▶ [Set of tasks]
A. Set down word for word the part of the BTRFS discussion that begins at the words "For BTRFS, the" and stops after "Understood.".
B. Name every piece of software mentioned in the BTRFS discussion.
C. In the BTRFS discussion, what do LVM and MD sync when a missing device comes back?

▶ [Text]
Austin S. Hemmelgarn wrote:
On 2019-02-08 13:10, waxhead wrote:
Austin S. Hemmelgarn wrote:
On 2019-02-07 13:53, waxhead wrote:


Austin S. Hemmelgarn wrote:

So why do BTRFS hurry to mount itself even if devices are missing? and if BTRFS still can mount , why whould it blindly accept a non-existing disk to take part of the pool?!
It doesn't unless you tell it to., and that behavior is exactly what I'm arguing against making the default here.
Understood, but that is not quite what I meant - let me rephrase...
If BTRFS still can't mount, why would it blindly accept a previously non-existing disk to take part of the pool?! E.g. if you have "disk" A+B and suddenly at one boot B is not there. Now you have only A and one would think that A should register that B has been missing. Now on the next boot you have AB , in which case B is likely to have diverged from A since A has been mounted without B present - so even if both devices are present why would btrfs blindly accept that both A+B are good to go even if it should be perfectly possible to register in A that B was gone. And if you have B without A it should be the same story right?


Realistically, we can only safely recover from divergence correctly if we can prove that all devices are true prior states of the current highest generation, which is not currently possible to do reliably because of how BTRFS operates.

So what you are saying is that the generation number does not represent a true frozen state of the filesystem at that point?
It does _only_ for those devices which were present at the time of the commit that incremented it.

So in other words devices that are not present can easily be marked / defined as such at a later time?

As an example (don't do this with any BTRFS volume you care about, it will break it), take a BTRFS volume with two devices configured for raid1.  Mount the volume with only one of the devices present, issue a single write to it, then unmounted it.  Now do the same with only the other device.  Both devices should show the same generation number right now (but it should be one higher than when you started), but the generation number on each device refers to a different volume state.

Also, LVM and MD have the exact same issue, it's just not as significant because they re-add and re-sync missing devices automatically when they reappear, which makes such split-brain scenarios much less likely.
Which means marking the entire device as invalid, then re-adding it from scratch more or less...
Actually, it doesn't.

For LVM and MD, they track what regions of the remaining device have changed, and sync only those regions when the missing device comes back.

For MD , if you have the bitmap enabled yes...

For BTRFS, the same thing happens implicitly because of the COW structure, and you can manually reproduce similar behavior to LVM or MD by scrubbing the volume and then using balance with the 'soft' filter to ensure all the chunks are the correct type.

Understood.

Why does systemd concern itself about what devices btrfs consist of. Please educate me, I am curious.

▶ [Data lines]
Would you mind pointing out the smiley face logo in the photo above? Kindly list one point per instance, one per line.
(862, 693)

▶ [The solutions]
A.
For BTRFS, the same thing happens implicitly because of the COW structure, and you can manually reproduce similar behavior to LVM or MD by scrubbing the volume and then using balance with the 'soft' filter to ensure all the chunks are the correct type.

Understood.

B. BTRFS, LVM, MD, systemd

C. They sync only the regions of the remaining device that have changed.